LISTED ENTRIES -
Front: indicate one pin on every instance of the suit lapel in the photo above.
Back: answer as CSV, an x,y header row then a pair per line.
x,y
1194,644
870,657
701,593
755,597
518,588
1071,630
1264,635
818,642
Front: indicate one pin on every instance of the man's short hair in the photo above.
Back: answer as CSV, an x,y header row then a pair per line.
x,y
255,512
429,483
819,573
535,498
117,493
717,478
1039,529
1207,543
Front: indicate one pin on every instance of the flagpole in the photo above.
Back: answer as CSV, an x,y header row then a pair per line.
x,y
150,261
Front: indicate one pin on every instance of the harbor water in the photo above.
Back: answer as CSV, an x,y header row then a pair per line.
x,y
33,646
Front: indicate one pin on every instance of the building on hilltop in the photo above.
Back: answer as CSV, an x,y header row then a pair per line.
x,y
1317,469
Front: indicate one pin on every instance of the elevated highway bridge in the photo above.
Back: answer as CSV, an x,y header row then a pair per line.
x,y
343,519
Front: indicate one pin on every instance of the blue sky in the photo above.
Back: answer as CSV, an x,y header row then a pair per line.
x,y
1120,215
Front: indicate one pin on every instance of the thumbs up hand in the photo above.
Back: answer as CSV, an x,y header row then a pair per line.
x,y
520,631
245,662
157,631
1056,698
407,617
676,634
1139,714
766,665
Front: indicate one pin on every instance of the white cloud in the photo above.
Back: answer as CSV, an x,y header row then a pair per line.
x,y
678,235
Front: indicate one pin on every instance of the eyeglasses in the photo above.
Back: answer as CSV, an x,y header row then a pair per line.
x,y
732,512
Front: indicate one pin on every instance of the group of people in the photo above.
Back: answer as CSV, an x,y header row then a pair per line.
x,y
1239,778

PROBLEM STATEMENT - The records above should be restated word for word, please.

RESPONSE TO THIS TASK -
Front: indicate one pin on every instance of the suit lapel in the photo above.
Back: answer as CSV, an x,y header row then a pair per line.
x,y
1194,644
870,657
701,593
755,597
518,588
1071,630
1264,635
818,642
Front: indicate one pin on every instance of the man's short hair in the photo above.
Back: answer as CSV, an x,y header row then a pair per line.
x,y
255,512
429,483
819,573
535,498
117,493
717,478
1039,529
1207,543
Front: indicate one pin on every instance of the flagpole in the photo above.
Back: answer as CSV, an x,y header row then a pair per line.
x,y
150,261
Front: indicate one pin on every instance of the harbor water in the photo above.
Back: answer as CSV, an x,y header row then a pair per line.
x,y
33,646
Front: indicate one pin on every instance of the building on hilltop in the photo above.
Back: answer as CSV, an x,y header row then a pair per line.
x,y
1317,469
Front: indicate one pin on every instance of the elevated highway bridge in the photo above.
Back: answer as CSV, an x,y header row then a pair per line.
x,y
343,519
Front: indicate one pin on every instance of the blue sky in the photo above.
Back: answer as CSV, an x,y header row then a pair per line.
x,y
1120,215
Front: indicate one pin on every instance of the thumbs up hand in the photo above.
Back: answer as CSV, an x,y header row then a pair per line.
x,y
520,631
245,662
157,631
1056,698
407,617
676,634
1139,714
766,665
Front: indicate one pin on every instance of the white cloud in the photo above.
Back: answer as CSV, an x,y header row then a pair per line.
x,y
678,235
Front: indicate one pin on every instance of the eyeglasses in the photo above.
Back: answer as CSV, an x,y header row then a pair per line.
x,y
732,512
Front: indicate one pin on every instance of the group of people in the photo above.
Back: answer as CSV, an x,y header row then a pair per line.
x,y
1239,778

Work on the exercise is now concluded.